課題一覧:
[1] 本文抜粋で、ベストセラーになっていると紹介されている書籍の題名は何か。
[2] 本文抜粋のうち、「今ダイアモンド社刊の「伝え方」を含む語句で始まり「つ用心深い人生を送りました。」で終わる部分を、一字も変えずに書き写してください。

モメンタムをマネジメントする。 ソモサン第315回

 前回は場をもって心的なエネルギーを充填する話でしたが、もちろんマネジメント的にそれをする可能です。特に外に出る気力もない人や発想が出ないほどに追い詰まった人には他者からのエネルギー注入は喫緊のテーマになることがあります。
 では如何にして充電のサポートをすれば良いのか。それには一にも二にも関わることがスタートラインとなります。まずは「人を見て法を説け」の如く、対象とする相手の人となりを掴んで、その人に出来る限り応じたアプローチが望まれます。でもその技法はこれまでもご紹介してきましたので、それは過去のログに任せるとして、今回はリアルな関りについてご紹介をしてみたいと思います。
 今ダイアモンド社刊の「伝え方が9割」なる書籍がベストセラーになっています。一読して思うのはとても経験的な苦労から述懐されているな、ということです。私的には共感できることが多々あります。
 でもそれもそのはずで、著者のキャリアが自分に酷似しているのです。私は隠れ理系で、20代の前半に生き方の方向転換をした経緯を持っています。勿論キャリアには載せていません。どうでも良いことだからです。でも思考法などは未だにその影響を受けているのは確かです。話を戻しましょう。著者は私同様に幼少から青年期に欠けて転校の連続で、常に新しいところでは「変わったのが来た」とか「好奇に捉えられる」など異端扱いされ、時にはいじめ的な憂き目にも会い、基本対人にはネガティブでかつ用心深い人生を送りました。
 先だって高校の同窓会があって「お前は目立たなかったなあ」的な声が聞こえました(特に女性陣)が、目立たなかったのではなく目立たないように振舞ったというのが本音でした。小学生の時は快活的でしたが、転校の毎に人と話すのが億劫になって行きました。理系に進んだのも親が技官だったこともありますが、数字は思い通りになるというのが本音で、毎日本を読んでいるのが常態でした(それは今非常に役立っていますが)。
 特に大阪から東京に転校した際の余りの風土の違いには精神的ショックが強く、内向性への揺らぎによってみるみる思考が働かなくなり、勉学も頭に入らない状態に陥ってしまいました。その影響はこの年になるまで響いています。
 ともあれそうこうしている内にどんどんと人へ自分の思いを伝える技術も失われていきました。私の場合大阪的な云いまわしや表現、伝え方が考え方のレベルから全く異端的な状態に陥り、何をどう話して良いかすらも分からくなってしまったのです。そして東京では全く伝え方が下手な人間に成り下がってしまいました。そして自信も失っていきました。

提供情報:

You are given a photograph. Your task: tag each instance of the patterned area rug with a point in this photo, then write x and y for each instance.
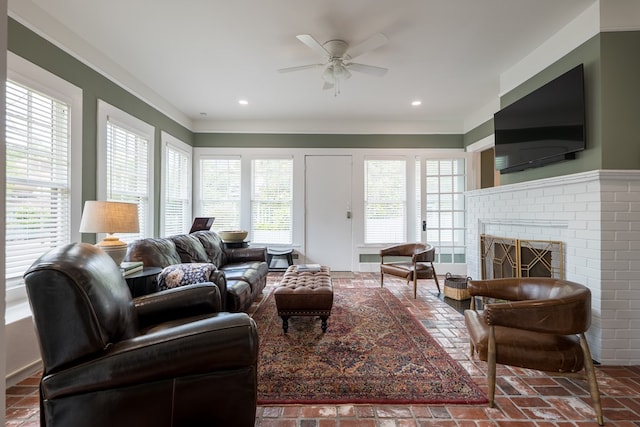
(374, 351)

解答:
[1] ダイアモンド社刊の「伝え方が9割」。

[2]
今ダイアモンド社刊の「伝え方が9割」なる書籍がベストセラーになっています。一読して思うのはとても経験的な苦労から述懐されているな、ということです。私的には共感できることが多々あります。
 でもそれもそのはずで、著者のキャリアが自分に酷似しているのです。私は隠れ理系で、20代の前半に生き方の方向転換をした経緯を持っています。勿論キャリアには載せていません。どうでも良いことだからです。でも思考法などは未だにその影響を受けているのは確かです。話を戻しましょう。著者は私同様に幼少から青年期に欠けて転校の連続で、常に新しいところでは「変わったのが来た」とか「好奇に捉えられる」など異端扱いされ、時にはいじめ的な憂き目にも会い、基本対人にはネガティブでかつ用心深い人生を送りました。